Your objective: Starting at the first line of the data below, retype every line up to and including the one containing "Target: bear's dark fur".

Recorded information:
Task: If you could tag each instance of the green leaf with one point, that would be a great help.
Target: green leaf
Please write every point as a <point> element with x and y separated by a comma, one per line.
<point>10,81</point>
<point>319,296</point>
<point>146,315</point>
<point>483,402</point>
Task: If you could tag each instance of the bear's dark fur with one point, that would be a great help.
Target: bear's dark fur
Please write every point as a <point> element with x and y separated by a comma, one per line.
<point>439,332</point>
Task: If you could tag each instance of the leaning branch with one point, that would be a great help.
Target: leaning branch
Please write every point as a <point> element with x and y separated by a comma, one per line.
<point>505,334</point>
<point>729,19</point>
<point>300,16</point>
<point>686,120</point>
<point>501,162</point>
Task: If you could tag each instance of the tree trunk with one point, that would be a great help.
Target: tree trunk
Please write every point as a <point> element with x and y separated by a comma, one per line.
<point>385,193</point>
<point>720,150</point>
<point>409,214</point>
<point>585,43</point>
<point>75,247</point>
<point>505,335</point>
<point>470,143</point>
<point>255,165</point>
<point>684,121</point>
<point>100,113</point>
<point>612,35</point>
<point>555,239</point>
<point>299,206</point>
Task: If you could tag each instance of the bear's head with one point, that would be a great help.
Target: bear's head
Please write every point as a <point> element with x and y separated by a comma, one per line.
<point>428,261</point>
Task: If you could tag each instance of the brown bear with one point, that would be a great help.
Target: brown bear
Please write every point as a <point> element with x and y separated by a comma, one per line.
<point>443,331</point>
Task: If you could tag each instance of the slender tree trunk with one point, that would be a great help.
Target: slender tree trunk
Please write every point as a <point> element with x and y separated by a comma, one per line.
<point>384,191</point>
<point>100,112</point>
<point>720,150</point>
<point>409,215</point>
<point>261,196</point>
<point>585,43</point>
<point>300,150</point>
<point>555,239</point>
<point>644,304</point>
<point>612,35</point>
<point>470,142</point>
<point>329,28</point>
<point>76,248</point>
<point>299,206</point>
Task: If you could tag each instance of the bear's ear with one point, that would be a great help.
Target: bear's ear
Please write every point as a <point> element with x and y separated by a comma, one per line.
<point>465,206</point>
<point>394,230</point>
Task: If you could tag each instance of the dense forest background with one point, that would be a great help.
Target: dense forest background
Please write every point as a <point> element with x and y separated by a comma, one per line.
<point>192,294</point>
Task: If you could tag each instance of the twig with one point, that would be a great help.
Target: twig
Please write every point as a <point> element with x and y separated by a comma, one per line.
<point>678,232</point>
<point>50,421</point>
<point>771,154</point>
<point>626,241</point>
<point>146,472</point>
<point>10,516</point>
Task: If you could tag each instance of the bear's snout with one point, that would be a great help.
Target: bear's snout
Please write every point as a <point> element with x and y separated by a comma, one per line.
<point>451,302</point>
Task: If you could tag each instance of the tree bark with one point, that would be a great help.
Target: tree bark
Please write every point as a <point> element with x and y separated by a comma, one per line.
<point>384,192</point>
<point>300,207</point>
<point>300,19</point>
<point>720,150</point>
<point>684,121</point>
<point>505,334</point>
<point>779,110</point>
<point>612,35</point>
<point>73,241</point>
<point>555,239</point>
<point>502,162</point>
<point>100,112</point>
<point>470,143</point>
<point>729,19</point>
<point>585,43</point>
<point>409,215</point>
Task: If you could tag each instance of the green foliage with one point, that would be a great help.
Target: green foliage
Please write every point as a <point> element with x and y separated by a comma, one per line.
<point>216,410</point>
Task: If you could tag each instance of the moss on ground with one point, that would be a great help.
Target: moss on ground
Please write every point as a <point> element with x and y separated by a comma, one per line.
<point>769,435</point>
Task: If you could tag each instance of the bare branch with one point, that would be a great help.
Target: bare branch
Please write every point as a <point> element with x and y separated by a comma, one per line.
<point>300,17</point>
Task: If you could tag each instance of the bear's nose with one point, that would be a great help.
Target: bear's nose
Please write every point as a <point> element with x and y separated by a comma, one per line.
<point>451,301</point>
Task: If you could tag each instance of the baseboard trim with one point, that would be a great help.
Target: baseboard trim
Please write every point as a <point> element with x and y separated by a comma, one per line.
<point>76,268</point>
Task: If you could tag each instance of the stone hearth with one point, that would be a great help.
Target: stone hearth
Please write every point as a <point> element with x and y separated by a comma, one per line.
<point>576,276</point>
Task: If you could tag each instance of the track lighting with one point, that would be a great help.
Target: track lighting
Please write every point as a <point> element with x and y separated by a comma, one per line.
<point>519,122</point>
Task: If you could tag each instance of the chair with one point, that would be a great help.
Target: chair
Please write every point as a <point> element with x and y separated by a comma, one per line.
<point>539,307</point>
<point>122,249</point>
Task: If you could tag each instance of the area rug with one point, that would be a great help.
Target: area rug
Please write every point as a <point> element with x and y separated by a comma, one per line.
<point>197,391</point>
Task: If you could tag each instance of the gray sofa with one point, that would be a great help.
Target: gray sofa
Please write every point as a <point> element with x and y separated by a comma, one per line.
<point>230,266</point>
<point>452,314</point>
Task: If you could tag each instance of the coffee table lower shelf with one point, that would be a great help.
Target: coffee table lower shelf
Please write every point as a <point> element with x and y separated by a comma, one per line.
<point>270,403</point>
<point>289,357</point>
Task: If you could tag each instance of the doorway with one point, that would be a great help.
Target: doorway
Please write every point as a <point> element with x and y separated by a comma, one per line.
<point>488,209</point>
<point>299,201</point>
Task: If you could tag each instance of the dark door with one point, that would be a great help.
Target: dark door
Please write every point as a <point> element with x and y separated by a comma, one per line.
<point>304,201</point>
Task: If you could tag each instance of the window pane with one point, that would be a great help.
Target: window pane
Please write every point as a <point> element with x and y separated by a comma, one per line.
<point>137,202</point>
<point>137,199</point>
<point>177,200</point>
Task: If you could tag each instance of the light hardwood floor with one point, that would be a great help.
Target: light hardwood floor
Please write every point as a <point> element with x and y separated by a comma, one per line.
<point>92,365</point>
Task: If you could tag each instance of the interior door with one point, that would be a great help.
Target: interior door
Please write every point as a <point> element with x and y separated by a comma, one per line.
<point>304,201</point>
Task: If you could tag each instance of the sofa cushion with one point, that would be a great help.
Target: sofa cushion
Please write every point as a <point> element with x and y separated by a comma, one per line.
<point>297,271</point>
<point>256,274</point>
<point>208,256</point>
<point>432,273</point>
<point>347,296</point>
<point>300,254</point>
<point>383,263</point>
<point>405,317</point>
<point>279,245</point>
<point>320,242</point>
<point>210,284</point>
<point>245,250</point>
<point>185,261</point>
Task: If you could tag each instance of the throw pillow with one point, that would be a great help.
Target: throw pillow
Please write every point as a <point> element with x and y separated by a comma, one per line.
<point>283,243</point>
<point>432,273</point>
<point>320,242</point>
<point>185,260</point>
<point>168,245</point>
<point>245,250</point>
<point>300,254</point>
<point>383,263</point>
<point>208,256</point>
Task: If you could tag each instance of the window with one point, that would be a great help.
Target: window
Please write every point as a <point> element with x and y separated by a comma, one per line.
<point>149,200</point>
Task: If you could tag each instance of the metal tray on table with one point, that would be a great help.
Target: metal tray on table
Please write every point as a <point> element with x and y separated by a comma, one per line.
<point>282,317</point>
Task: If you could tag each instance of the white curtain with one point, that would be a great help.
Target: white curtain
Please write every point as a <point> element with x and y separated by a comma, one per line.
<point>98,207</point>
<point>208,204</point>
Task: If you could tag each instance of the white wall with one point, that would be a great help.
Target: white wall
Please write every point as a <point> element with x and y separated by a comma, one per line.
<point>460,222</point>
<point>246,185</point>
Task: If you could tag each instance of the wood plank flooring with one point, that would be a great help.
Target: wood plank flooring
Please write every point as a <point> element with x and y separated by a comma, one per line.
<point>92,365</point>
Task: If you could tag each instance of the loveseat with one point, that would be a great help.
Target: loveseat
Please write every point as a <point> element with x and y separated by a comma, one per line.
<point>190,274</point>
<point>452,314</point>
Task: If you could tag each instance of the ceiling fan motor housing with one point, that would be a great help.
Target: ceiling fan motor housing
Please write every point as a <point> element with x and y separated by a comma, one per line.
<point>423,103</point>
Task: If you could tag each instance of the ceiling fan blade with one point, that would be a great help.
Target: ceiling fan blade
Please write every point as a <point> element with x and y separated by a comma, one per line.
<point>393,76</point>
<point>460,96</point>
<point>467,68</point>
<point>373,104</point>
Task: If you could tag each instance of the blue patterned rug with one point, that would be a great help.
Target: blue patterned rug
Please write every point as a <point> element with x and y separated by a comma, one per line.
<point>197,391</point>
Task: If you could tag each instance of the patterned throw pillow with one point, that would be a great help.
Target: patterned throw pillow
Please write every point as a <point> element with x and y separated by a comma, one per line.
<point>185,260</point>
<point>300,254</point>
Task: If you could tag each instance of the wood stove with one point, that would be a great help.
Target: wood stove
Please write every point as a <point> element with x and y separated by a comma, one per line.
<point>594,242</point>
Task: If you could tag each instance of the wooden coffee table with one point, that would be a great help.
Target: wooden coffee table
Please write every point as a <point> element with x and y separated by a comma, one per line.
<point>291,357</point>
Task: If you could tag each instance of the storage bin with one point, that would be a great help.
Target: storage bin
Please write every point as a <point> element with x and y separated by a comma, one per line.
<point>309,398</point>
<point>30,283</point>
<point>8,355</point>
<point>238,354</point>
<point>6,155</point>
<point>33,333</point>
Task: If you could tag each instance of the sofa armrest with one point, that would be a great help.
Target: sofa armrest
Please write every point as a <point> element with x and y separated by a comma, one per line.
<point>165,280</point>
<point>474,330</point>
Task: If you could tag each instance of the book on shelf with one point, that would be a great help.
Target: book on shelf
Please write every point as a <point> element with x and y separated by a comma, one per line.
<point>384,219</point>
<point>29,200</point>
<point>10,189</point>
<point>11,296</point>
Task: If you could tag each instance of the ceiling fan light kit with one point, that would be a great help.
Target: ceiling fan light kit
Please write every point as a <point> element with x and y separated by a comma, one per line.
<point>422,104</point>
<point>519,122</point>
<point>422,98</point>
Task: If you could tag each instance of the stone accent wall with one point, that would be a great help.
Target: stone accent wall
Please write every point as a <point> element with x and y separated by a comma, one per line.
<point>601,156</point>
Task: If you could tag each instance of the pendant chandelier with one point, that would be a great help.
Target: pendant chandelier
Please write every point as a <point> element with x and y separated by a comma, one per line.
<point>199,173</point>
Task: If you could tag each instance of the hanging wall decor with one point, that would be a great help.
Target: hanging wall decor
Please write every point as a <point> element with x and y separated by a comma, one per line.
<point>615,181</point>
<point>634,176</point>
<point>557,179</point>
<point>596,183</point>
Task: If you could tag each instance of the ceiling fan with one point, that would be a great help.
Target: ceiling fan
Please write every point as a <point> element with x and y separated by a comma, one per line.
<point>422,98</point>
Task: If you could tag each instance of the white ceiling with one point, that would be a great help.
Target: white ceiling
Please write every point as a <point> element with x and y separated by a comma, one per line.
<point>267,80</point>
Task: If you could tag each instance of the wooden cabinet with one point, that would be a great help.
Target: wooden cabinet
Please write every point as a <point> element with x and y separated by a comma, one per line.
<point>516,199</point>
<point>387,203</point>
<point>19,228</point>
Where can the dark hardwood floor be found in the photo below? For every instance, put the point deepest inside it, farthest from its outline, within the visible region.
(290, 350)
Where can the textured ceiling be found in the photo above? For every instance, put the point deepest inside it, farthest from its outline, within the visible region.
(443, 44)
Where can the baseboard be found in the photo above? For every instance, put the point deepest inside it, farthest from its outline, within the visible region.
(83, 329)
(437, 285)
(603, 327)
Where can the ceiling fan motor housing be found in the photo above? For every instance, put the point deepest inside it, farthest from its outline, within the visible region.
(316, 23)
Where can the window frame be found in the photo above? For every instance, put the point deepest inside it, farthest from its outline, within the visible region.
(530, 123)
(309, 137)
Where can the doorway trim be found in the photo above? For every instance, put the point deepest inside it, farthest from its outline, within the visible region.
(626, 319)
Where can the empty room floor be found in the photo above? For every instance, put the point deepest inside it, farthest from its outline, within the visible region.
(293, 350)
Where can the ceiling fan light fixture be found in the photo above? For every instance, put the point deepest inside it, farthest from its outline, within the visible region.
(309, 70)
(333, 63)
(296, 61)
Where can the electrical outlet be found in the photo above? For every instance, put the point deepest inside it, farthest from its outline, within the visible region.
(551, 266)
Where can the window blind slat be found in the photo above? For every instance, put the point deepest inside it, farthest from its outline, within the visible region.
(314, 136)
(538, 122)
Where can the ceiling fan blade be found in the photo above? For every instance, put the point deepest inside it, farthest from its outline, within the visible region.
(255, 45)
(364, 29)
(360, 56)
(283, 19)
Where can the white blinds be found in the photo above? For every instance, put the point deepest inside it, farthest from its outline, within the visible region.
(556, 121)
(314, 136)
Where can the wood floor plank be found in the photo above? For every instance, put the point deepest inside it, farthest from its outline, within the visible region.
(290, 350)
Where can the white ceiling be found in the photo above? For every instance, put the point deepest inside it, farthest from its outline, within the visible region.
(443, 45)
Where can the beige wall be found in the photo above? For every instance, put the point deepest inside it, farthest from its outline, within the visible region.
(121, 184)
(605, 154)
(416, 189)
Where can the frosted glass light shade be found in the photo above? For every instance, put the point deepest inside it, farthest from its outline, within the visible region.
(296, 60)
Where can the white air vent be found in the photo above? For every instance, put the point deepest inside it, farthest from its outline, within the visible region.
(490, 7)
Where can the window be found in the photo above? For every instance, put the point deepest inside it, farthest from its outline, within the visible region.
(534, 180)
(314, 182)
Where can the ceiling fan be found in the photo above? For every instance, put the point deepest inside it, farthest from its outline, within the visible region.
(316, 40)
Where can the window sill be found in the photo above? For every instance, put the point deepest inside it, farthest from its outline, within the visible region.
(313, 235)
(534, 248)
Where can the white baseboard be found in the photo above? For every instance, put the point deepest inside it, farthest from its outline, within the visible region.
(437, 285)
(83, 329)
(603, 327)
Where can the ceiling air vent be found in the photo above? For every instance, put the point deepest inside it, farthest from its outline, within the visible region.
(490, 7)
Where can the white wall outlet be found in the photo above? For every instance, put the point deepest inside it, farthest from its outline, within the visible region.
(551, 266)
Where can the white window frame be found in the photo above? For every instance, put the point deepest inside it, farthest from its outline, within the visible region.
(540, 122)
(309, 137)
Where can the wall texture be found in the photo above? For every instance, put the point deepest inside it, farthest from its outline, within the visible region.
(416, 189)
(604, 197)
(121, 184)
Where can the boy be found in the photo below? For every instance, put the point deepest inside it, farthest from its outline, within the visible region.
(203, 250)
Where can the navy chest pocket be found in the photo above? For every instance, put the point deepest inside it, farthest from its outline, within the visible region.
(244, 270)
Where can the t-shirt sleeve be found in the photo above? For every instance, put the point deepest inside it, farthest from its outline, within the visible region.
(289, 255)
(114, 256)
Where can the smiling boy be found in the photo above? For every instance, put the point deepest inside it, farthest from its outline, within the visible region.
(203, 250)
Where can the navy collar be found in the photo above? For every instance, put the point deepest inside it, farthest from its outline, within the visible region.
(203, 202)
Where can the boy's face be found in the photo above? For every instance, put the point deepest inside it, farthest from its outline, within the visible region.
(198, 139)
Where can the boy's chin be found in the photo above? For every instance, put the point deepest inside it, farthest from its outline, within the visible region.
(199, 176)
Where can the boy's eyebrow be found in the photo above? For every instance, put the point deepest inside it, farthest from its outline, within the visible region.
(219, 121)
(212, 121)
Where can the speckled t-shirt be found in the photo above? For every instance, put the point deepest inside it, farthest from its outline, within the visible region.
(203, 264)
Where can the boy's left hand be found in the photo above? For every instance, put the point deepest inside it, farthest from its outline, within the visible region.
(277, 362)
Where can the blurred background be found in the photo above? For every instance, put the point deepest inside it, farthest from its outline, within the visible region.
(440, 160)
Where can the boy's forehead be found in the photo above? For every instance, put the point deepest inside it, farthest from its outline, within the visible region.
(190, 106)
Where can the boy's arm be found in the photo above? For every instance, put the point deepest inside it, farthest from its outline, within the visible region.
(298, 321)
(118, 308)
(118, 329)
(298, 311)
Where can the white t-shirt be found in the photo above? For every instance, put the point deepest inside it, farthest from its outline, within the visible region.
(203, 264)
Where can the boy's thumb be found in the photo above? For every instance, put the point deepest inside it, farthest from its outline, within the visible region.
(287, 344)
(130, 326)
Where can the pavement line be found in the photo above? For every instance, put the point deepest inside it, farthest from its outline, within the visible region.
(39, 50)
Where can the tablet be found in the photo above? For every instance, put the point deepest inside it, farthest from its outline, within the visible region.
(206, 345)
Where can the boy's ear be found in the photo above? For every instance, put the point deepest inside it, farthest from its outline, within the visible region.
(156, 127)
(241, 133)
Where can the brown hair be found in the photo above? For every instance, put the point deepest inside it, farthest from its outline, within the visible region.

Solution below:
Task: If you could tag each instance of the green leaf with one point, that would be a great help.
Target: green leaf
Please write every point as a <point> element with x and y separated by a comma, one per line.
<point>10,81</point>
<point>319,296</point>
<point>146,315</point>
<point>483,402</point>
Task: If you could tag each instance of the bear's dark fur with one point, that would be a great help.
Target: bear's dark fur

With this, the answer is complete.